# EXCERPTED PASSAGE
►

Dataflow and Manycore architectures

I have been gaining a lot of program management experience managing my team’s activities in the Many/Multicore area. I am even organizing a workshop in this area in June (more in a week or so). We have a very close interaction with Intel, which I enjoy tremendously (I will talk about the outcome of this activity sometime around July). I do not only get to experience first-hand the collaboration on key technologies between two of the largest companies in our discipline but I also get to meet and interact with really clever people. I feel really honored to regularly exchange messages with Microsoft folks like Burton Smith, Jim Larus, Michael Fortin. They have been leaders in this field for so many years! I get to participate in teleconferences with Andrew Chien and Intel folks like Wei Li, Jesse Fang, Jim Held, Geoff Lowney. All huge names in our industry! I truly feel honored and humbled. BTW… they are all going to be at the workshop I mentioned earlier (plus many more big names in the industry and research communities).

I also get to interact on a regular basis with those leading research projects we fund at various universities, like CS @ University of Tennessee (Jack Dongarra and his team), CS @ Indiana University (Dennis Gannon and Geoffrey Fox and their teams), Barcelona Supercomputing Center (Mateo Valero and his team), CS @ Rice University (John Mellor-Crummey and the team over there). It’s just fantastic.

◄

# DATASET EXCERPTS
►

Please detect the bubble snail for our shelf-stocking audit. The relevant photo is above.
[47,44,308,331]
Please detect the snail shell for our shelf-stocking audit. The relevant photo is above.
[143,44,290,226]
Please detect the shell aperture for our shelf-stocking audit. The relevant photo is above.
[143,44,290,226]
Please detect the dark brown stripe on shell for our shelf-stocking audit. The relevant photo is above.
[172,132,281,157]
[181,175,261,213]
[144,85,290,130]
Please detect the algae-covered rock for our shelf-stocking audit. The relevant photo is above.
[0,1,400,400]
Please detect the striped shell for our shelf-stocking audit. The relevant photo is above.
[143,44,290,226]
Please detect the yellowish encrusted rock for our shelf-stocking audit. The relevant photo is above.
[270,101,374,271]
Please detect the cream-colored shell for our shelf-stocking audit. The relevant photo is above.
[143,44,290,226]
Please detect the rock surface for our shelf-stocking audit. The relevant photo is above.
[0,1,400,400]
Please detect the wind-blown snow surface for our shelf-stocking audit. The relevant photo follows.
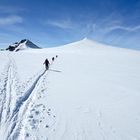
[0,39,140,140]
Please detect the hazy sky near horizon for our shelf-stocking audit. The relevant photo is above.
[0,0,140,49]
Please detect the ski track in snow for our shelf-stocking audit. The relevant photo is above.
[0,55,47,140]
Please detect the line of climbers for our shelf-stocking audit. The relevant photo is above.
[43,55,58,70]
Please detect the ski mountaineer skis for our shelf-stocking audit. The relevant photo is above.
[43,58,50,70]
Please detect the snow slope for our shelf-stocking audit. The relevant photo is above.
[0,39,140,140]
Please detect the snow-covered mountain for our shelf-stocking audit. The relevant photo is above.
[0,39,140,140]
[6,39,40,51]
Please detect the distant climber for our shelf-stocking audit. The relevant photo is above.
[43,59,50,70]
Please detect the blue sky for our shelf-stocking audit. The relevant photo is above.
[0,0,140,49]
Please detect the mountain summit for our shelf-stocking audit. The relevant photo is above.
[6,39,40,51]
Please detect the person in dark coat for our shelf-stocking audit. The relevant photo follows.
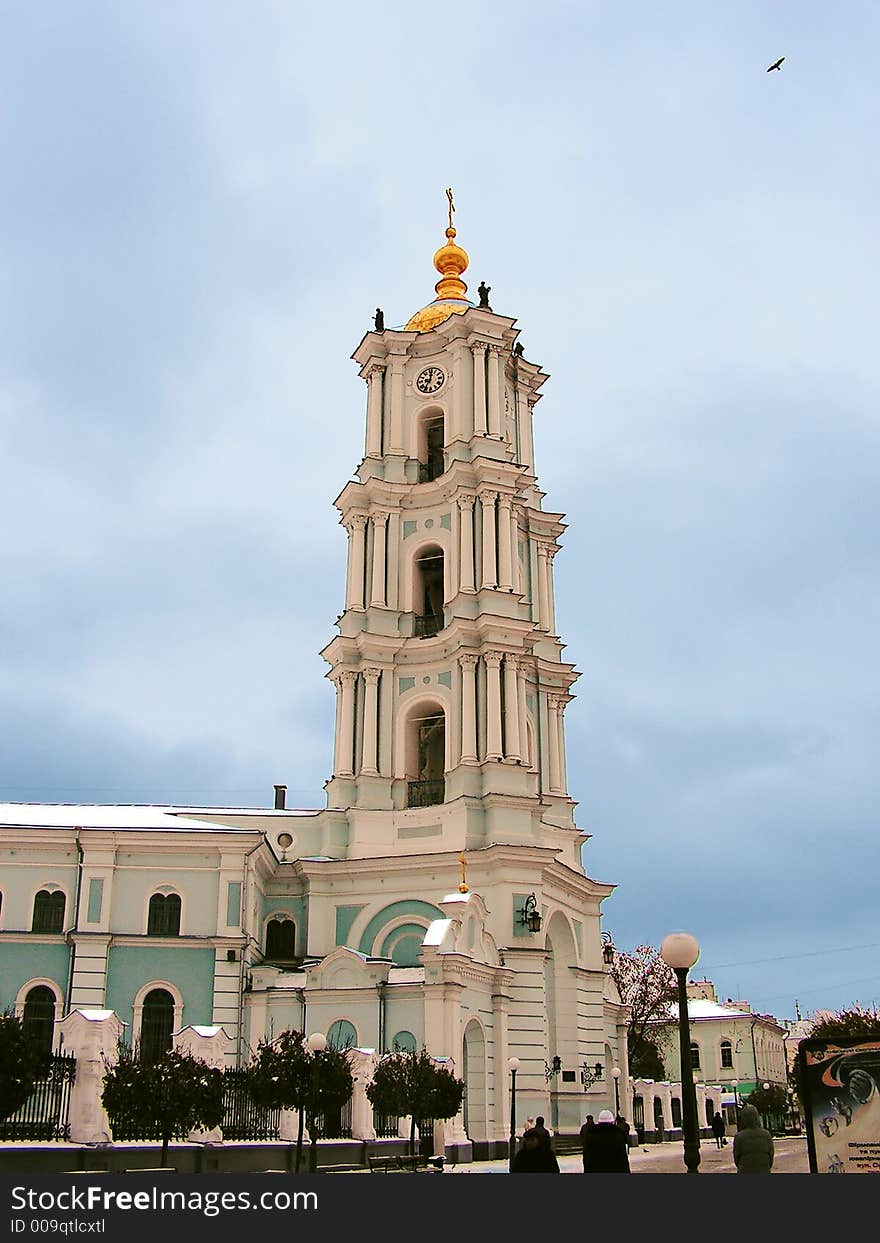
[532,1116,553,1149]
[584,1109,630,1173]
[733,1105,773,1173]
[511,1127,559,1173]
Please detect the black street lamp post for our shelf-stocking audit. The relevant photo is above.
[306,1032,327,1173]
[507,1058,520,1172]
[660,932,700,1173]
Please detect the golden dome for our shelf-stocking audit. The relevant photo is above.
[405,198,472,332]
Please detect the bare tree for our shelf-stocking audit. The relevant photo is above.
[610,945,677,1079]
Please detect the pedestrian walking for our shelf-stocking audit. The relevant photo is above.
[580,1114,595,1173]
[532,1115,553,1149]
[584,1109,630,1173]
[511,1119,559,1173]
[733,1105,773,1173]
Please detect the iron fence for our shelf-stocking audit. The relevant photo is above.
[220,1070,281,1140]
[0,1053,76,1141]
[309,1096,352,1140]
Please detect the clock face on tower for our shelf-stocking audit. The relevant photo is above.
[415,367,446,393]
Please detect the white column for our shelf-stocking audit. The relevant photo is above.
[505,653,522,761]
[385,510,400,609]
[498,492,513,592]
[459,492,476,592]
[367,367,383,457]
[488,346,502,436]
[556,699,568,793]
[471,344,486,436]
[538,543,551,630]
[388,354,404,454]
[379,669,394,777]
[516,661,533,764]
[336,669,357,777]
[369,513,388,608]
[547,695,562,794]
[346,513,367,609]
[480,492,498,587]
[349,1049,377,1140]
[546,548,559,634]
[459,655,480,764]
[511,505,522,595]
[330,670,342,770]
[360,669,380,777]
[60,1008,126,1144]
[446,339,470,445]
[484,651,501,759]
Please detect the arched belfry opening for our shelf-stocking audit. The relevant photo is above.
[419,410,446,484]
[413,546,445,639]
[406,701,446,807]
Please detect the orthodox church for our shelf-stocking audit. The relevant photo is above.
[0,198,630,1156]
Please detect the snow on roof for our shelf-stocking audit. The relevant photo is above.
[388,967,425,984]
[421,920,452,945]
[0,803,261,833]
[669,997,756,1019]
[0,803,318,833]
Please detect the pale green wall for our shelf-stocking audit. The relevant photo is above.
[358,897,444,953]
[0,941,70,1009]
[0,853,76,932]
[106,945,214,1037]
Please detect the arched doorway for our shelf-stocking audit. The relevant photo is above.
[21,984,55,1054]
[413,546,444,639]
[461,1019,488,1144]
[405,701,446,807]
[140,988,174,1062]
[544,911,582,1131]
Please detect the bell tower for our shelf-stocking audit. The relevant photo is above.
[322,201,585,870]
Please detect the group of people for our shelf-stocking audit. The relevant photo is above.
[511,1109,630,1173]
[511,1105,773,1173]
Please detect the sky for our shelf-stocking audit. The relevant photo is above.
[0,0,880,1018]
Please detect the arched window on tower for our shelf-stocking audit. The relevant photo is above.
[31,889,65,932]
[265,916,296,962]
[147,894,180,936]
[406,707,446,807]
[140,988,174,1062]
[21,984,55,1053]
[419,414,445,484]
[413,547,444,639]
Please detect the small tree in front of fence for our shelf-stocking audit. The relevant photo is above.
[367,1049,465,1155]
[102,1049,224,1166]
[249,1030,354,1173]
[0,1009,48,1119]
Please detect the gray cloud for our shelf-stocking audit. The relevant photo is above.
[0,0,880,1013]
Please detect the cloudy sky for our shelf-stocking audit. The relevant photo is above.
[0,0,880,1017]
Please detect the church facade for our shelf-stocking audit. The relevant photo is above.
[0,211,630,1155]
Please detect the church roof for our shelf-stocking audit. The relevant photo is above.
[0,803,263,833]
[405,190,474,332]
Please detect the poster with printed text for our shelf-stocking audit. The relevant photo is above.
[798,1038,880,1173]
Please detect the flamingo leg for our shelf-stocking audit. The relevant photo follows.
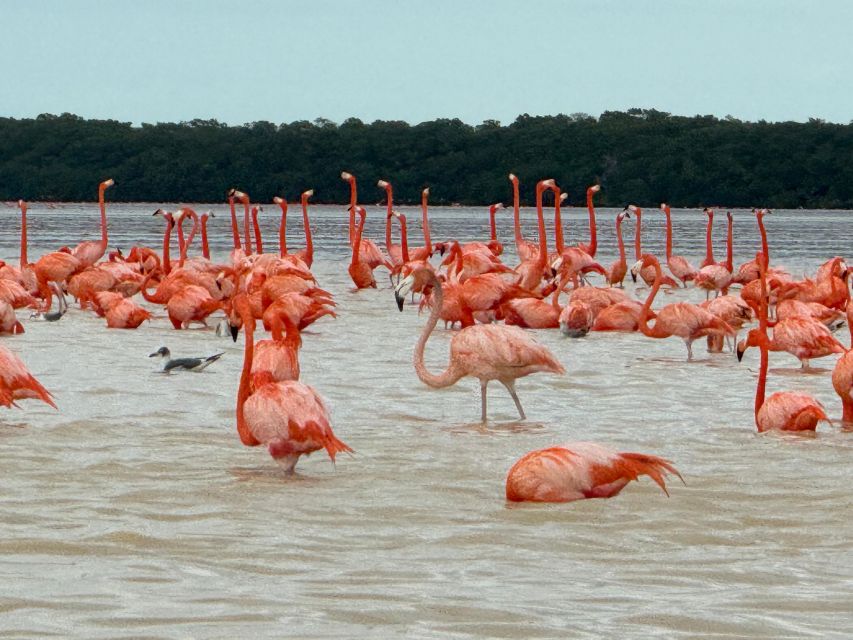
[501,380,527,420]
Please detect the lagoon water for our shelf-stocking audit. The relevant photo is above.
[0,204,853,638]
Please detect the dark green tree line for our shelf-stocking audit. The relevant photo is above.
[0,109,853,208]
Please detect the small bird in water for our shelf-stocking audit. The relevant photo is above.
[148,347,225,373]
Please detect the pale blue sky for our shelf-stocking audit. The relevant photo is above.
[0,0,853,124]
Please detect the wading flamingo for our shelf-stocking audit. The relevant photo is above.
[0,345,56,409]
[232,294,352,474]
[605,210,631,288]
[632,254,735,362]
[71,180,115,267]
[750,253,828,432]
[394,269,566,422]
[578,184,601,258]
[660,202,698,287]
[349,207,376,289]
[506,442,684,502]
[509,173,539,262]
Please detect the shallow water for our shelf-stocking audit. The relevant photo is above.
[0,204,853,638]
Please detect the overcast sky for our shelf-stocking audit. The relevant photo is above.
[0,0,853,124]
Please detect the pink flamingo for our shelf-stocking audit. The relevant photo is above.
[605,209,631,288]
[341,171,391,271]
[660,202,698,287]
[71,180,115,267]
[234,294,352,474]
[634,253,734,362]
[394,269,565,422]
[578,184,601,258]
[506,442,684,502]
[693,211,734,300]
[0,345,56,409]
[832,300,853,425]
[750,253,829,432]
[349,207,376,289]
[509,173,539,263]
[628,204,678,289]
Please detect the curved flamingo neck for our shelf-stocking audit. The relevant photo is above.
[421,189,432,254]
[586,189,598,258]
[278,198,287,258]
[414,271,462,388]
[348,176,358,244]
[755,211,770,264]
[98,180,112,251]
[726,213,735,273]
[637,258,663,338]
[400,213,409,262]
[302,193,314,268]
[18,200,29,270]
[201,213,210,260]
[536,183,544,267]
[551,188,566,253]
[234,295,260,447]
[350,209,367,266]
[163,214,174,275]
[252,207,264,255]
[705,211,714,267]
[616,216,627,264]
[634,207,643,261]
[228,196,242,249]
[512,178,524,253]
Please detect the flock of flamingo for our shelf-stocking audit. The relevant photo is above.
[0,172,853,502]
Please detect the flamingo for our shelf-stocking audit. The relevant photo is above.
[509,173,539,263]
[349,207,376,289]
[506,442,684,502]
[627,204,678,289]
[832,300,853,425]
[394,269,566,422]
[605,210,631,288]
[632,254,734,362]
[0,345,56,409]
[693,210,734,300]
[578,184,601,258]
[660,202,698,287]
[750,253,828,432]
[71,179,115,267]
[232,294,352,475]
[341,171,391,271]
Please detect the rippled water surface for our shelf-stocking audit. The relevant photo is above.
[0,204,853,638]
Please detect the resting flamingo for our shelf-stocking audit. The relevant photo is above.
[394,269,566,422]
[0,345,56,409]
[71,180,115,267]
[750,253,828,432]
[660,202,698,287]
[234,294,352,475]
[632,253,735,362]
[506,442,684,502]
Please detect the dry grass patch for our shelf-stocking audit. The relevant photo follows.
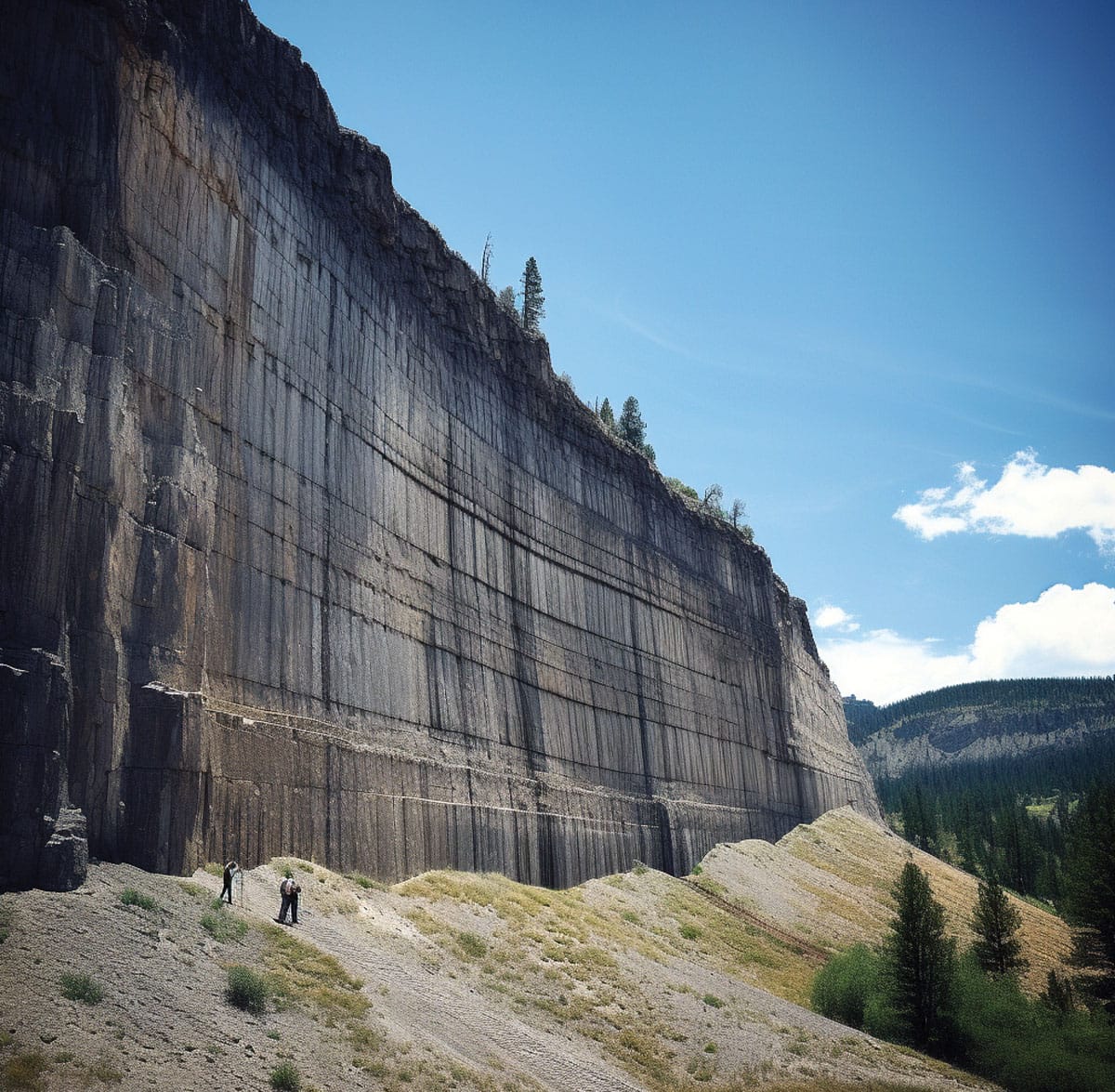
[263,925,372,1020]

◄

# GOALS
a) Write out the stretch of the manycore post from "I also get to interact" through "It’s just fantastic." word for word.
b) Reproduce the stretch of the records from the line containing "Please detect the small tree" through the line containing "[0,0,880,1017]" without any changes, and give nothing else.
The text and the records have no connection to each other.

# THE ANSWERS
a)
I also get to interact on a regular basis with those leading research projects we fund at various universities, like CS @ University of Tennessee (Jack Dongarra and his team), CS @ Indiana University (Dennis Gannon and Geoffrey Fox and their teams), Barcelona Supercomputing Center (Mateo Valero and his team), CS @ Rice University (John Mellor-Crummey and the team over there). It’s just fantastic.

b)
Please detect the small tree in front of fence for our shelf-stocking audit. The relevant photo is above.
[367,1049,465,1155]
[102,1049,224,1166]
[249,1030,354,1173]
[0,1009,48,1119]
Please detect the gray cloud for our shelf-stocking audit. The relevant photo is above.
[0,0,880,1013]
Please detect the cloudy sky for our shelf-stocking audit. The relevant photo is above.
[0,0,880,1017]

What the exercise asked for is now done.